_Information given_
'''

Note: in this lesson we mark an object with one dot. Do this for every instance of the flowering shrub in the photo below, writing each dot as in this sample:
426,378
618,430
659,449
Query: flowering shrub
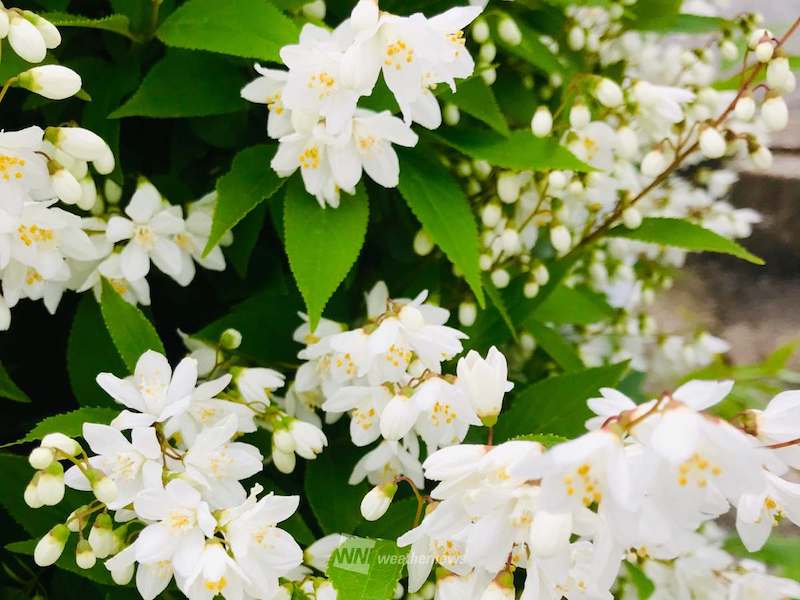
474,415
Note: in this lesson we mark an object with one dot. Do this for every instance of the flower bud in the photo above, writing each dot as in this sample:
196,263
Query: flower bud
84,556
377,501
467,313
509,32
423,243
560,238
59,441
51,81
542,122
775,113
26,40
712,144
609,94
40,458
50,547
101,536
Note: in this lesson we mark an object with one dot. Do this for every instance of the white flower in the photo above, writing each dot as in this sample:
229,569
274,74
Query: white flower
154,391
149,228
485,382
133,466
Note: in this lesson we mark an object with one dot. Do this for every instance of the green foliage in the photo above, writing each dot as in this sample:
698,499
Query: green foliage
438,202
679,233
247,28
322,244
187,84
366,569
131,332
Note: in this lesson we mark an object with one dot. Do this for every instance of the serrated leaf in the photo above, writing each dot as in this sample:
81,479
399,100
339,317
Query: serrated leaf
477,99
131,332
113,23
9,389
679,233
557,405
250,181
186,84
520,151
322,243
246,28
366,568
438,202
90,350
70,423
556,346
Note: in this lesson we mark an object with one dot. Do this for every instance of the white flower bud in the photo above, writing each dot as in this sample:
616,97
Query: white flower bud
84,557
467,313
398,417
315,10
66,187
509,32
51,81
560,238
41,458
101,536
729,50
762,158
576,38
531,289
609,94
500,278
579,116
451,114
508,187
542,122
59,441
480,31
26,40
653,163
775,113
712,144
764,51
377,501
50,547
745,108
631,218
423,243
283,461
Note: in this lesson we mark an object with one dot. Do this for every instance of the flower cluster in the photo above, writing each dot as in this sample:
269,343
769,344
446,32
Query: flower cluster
313,107
169,469
387,375
640,482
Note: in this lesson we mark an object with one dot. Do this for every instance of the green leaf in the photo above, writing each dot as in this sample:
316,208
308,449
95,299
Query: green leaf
521,151
366,568
644,586
247,28
322,243
557,405
326,480
132,333
186,84
250,181
9,389
113,23
559,349
436,199
70,423
90,351
477,99
577,306
668,231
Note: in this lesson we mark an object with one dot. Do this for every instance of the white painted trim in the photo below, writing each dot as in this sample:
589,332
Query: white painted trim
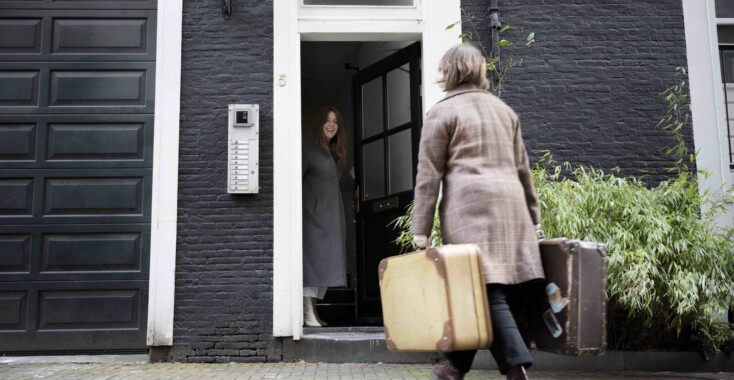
426,23
164,205
287,246
436,40
707,97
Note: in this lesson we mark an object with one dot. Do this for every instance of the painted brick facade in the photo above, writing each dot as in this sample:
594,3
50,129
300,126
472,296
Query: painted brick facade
224,270
587,91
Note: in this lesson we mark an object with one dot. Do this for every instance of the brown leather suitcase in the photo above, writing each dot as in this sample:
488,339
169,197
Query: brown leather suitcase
435,300
574,315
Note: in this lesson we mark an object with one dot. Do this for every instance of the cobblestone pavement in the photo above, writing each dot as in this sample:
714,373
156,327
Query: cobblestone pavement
126,371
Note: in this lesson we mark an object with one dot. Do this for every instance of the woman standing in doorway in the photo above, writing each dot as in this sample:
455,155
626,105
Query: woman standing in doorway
471,141
324,229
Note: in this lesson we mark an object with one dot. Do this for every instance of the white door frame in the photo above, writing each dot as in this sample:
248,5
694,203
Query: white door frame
164,205
707,97
294,23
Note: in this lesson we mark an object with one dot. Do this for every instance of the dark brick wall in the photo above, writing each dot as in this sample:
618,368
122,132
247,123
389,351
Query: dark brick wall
223,304
588,89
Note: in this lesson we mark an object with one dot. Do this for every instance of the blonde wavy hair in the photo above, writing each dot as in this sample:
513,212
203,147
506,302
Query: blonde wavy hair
461,65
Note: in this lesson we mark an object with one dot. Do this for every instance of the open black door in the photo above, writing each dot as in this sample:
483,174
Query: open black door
388,119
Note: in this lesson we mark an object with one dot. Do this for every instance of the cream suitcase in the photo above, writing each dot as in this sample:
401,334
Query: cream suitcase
435,300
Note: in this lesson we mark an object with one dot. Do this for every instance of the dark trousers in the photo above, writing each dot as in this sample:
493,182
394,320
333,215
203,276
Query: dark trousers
508,347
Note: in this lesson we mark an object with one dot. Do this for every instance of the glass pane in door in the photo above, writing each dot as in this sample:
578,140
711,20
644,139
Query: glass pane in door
398,96
724,8
373,162
372,108
401,162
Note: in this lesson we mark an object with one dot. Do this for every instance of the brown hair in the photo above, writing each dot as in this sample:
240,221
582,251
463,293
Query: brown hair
338,144
463,64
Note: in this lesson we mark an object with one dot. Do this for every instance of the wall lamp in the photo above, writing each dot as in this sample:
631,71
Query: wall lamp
226,8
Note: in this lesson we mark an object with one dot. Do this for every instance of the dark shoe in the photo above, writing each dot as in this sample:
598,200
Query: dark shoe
517,373
446,372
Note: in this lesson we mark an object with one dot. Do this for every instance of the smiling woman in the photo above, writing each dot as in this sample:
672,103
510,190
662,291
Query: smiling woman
324,228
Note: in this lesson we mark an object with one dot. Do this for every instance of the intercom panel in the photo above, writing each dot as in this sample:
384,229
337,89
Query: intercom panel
242,157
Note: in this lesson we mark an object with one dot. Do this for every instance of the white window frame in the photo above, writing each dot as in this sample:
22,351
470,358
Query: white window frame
294,23
707,98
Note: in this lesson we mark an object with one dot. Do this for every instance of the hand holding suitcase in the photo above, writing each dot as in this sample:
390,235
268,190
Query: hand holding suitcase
435,300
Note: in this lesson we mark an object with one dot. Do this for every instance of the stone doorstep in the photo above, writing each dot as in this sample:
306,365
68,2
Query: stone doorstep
367,345
76,359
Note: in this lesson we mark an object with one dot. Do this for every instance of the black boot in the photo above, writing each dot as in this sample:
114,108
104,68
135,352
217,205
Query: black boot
446,372
517,373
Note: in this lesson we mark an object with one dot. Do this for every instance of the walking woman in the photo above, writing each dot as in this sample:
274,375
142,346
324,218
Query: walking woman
324,230
471,141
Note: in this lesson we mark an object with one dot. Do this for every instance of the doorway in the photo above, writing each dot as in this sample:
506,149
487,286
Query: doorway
376,86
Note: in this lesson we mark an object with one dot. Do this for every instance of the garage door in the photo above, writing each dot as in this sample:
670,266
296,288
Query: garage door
76,138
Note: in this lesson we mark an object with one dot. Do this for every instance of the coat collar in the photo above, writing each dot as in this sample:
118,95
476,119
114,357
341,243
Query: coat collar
463,89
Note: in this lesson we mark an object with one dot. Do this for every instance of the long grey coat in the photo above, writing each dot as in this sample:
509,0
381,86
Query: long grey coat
471,141
324,231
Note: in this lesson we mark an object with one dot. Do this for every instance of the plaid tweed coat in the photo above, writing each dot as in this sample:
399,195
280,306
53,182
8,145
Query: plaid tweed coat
471,141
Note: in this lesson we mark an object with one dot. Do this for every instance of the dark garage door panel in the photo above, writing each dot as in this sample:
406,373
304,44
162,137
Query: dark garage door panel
82,88
74,252
79,4
76,141
76,135
52,196
99,35
75,316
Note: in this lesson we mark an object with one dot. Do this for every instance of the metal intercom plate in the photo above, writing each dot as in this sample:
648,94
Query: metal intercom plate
242,153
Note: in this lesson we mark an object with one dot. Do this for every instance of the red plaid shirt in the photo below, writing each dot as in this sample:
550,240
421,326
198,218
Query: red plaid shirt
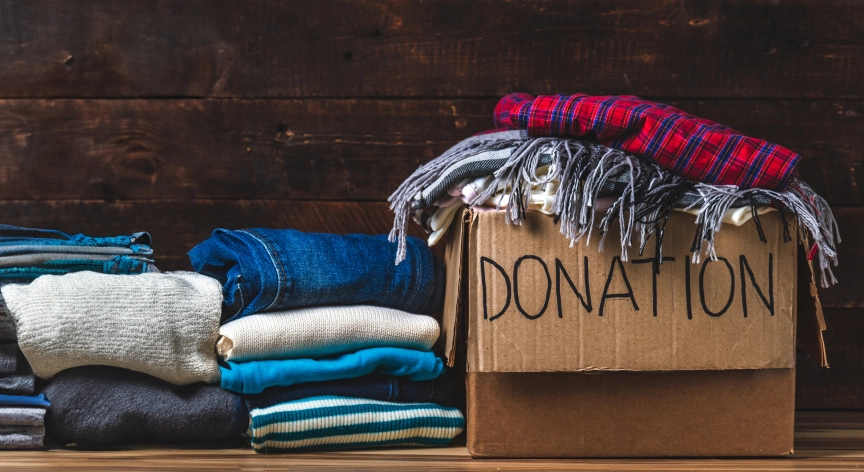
695,148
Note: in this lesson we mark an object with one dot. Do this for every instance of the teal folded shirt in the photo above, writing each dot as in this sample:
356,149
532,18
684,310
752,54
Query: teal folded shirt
255,376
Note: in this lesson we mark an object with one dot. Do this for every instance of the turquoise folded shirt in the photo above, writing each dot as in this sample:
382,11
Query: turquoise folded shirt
255,376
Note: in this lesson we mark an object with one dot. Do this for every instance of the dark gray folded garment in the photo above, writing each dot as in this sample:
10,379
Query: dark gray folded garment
8,358
21,441
97,406
22,416
18,384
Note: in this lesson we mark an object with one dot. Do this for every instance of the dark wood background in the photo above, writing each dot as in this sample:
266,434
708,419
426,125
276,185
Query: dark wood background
180,116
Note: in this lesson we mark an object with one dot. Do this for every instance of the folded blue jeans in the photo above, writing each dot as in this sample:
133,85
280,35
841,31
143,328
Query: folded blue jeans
269,269
255,376
375,387
19,400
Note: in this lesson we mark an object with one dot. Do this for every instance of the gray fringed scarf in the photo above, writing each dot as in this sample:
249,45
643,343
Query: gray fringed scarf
645,193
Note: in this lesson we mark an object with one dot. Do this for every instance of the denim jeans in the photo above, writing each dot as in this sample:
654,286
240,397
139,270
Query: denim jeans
267,269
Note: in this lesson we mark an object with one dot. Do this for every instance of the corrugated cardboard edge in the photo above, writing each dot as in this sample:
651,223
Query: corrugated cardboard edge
811,320
454,258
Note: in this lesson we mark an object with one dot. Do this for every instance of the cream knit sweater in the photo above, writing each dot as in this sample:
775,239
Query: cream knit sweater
322,331
165,325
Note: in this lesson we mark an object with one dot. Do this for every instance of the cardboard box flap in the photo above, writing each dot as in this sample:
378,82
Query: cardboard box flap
535,304
453,258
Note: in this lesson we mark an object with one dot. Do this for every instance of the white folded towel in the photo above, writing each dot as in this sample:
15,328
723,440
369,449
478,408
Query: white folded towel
322,331
164,325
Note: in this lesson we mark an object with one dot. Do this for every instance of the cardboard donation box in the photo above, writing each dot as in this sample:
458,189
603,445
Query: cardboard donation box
573,352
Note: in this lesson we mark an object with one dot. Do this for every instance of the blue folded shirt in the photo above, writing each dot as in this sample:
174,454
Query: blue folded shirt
255,376
375,387
268,269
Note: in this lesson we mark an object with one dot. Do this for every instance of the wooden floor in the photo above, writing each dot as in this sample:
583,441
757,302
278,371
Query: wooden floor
823,441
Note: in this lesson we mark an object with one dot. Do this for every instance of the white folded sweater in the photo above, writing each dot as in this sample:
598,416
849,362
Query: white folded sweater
322,331
164,325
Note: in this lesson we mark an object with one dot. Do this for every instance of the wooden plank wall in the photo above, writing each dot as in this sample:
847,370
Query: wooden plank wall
179,116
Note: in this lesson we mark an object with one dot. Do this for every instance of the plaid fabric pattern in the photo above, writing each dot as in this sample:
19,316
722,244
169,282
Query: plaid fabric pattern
697,149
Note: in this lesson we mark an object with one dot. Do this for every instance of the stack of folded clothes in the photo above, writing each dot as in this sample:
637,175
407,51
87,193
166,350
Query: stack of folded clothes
27,253
329,341
127,358
22,415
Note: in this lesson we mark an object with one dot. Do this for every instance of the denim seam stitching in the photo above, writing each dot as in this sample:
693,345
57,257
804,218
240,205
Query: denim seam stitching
270,253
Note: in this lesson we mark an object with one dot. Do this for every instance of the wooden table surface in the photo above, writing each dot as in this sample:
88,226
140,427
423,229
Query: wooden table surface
823,441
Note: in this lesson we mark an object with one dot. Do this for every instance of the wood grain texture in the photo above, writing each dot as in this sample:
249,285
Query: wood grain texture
840,387
327,149
432,48
816,436
850,254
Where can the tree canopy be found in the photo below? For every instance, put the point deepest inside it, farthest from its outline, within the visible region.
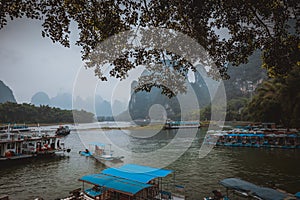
(271, 26)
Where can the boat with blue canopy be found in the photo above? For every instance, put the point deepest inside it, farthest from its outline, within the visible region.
(128, 182)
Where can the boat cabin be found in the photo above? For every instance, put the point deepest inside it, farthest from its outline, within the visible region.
(128, 182)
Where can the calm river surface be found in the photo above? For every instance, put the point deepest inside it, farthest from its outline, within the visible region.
(54, 178)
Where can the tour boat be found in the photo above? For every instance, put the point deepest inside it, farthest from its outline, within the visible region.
(181, 124)
(102, 154)
(128, 182)
(18, 146)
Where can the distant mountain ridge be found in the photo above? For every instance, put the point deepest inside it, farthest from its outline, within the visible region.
(6, 94)
(98, 105)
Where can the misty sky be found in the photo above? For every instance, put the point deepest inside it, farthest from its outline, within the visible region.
(30, 63)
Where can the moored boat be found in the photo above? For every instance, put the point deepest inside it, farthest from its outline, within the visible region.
(181, 124)
(127, 182)
(102, 154)
(62, 131)
(17, 146)
(257, 139)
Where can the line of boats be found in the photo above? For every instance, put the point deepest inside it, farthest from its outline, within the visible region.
(258, 137)
(20, 142)
(181, 124)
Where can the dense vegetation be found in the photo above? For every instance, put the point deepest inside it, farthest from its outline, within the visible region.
(277, 100)
(28, 113)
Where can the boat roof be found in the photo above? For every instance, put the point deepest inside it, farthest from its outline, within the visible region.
(115, 183)
(146, 170)
(138, 173)
(98, 144)
(252, 189)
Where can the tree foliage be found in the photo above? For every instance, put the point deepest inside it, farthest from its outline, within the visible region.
(28, 113)
(277, 101)
(269, 25)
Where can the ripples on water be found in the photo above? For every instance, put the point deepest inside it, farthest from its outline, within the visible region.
(54, 178)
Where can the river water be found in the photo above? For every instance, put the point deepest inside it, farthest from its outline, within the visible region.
(54, 178)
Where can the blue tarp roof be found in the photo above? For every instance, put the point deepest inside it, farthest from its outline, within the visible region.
(97, 143)
(156, 172)
(252, 189)
(118, 184)
(140, 177)
(246, 135)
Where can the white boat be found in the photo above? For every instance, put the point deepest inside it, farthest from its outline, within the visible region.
(181, 124)
(103, 154)
(18, 146)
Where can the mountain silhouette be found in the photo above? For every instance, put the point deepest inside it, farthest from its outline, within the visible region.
(6, 93)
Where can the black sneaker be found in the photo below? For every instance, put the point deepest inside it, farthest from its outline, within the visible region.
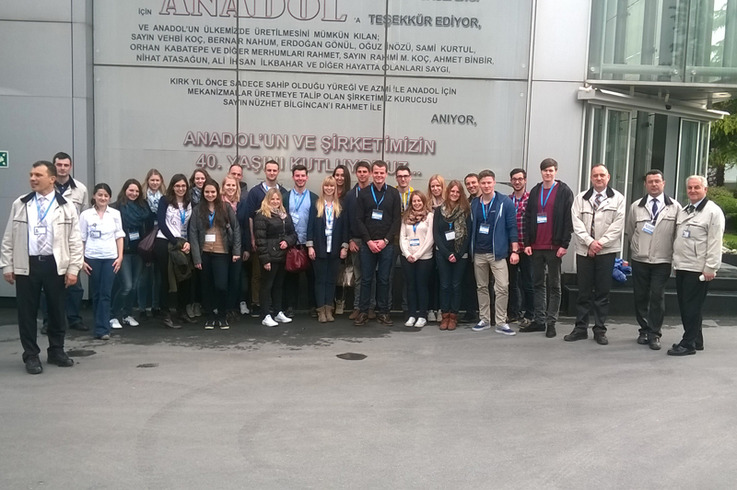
(33, 365)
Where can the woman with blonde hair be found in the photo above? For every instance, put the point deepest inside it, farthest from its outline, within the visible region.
(451, 232)
(327, 244)
(416, 243)
(435, 191)
(274, 233)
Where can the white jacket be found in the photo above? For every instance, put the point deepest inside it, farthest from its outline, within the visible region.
(698, 245)
(608, 221)
(67, 238)
(407, 235)
(655, 247)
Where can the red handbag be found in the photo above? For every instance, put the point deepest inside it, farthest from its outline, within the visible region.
(297, 260)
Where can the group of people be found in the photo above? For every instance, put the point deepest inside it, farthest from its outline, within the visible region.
(224, 251)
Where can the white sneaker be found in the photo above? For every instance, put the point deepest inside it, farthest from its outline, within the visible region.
(269, 322)
(282, 318)
(504, 329)
(129, 320)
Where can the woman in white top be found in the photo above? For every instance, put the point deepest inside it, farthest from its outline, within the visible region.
(102, 233)
(416, 242)
(173, 216)
(150, 281)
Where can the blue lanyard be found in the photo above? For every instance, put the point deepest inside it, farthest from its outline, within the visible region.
(329, 214)
(484, 208)
(299, 205)
(378, 203)
(405, 198)
(542, 191)
(38, 208)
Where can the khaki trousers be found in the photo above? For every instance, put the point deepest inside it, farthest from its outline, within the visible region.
(482, 265)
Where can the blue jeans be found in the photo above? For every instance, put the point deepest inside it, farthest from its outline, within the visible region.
(451, 283)
(369, 262)
(417, 282)
(101, 286)
(326, 273)
(148, 287)
(126, 281)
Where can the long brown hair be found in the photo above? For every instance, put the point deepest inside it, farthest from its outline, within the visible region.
(462, 200)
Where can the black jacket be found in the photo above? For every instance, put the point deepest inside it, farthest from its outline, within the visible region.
(269, 233)
(562, 221)
(198, 229)
(386, 228)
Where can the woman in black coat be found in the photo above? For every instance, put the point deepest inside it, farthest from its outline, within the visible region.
(274, 233)
(327, 244)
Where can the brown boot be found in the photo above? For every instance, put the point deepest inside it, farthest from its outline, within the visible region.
(453, 321)
(444, 322)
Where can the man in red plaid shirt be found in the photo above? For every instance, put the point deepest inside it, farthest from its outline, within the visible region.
(521, 296)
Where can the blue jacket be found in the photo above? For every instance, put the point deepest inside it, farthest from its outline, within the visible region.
(505, 225)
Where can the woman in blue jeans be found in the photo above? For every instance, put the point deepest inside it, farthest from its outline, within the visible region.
(102, 233)
(451, 233)
(416, 244)
(327, 245)
(137, 221)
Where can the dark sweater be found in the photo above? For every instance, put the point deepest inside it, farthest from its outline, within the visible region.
(561, 215)
(388, 226)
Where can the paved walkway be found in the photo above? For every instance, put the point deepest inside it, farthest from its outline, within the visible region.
(254, 407)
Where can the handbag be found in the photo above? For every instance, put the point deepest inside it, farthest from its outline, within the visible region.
(146, 245)
(297, 260)
(346, 278)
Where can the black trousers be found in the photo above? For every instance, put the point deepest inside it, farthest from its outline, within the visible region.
(42, 275)
(215, 276)
(271, 293)
(648, 281)
(594, 283)
(691, 295)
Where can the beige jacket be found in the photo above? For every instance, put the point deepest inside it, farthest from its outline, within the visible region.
(608, 221)
(655, 247)
(698, 244)
(68, 249)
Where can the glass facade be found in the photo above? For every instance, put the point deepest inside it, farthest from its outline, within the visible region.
(677, 41)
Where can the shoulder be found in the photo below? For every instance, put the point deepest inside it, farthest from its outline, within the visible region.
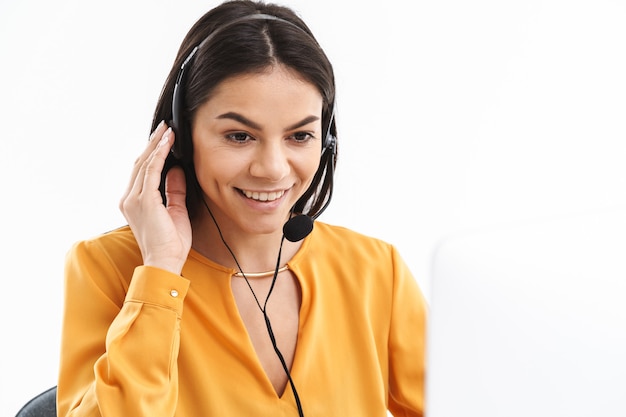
(338, 241)
(115, 249)
(337, 237)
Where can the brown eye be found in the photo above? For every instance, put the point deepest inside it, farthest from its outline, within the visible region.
(302, 136)
(238, 137)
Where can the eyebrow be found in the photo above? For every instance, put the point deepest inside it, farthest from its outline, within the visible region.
(244, 120)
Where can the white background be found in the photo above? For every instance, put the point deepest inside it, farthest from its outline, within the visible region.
(452, 116)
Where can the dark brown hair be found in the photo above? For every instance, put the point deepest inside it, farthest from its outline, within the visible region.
(247, 46)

'''

_Work request_
Please write out exactly, and only, the lines from the beginning of the entries through the line containing "the flower bud", including both and skipping all pictures.

_Expected output_
Note: in this lesson we mark an object with one dot. Do this for every instance of the flowering shrub in the photo below, writing each dot as in this sample:
426,378
618,430
659,449
Query: flowering shrub
474,415
Note: in this lesson we mark an object with one dot. Do this for every instance of the flower bud in the photo above, writing each dot as in this sample:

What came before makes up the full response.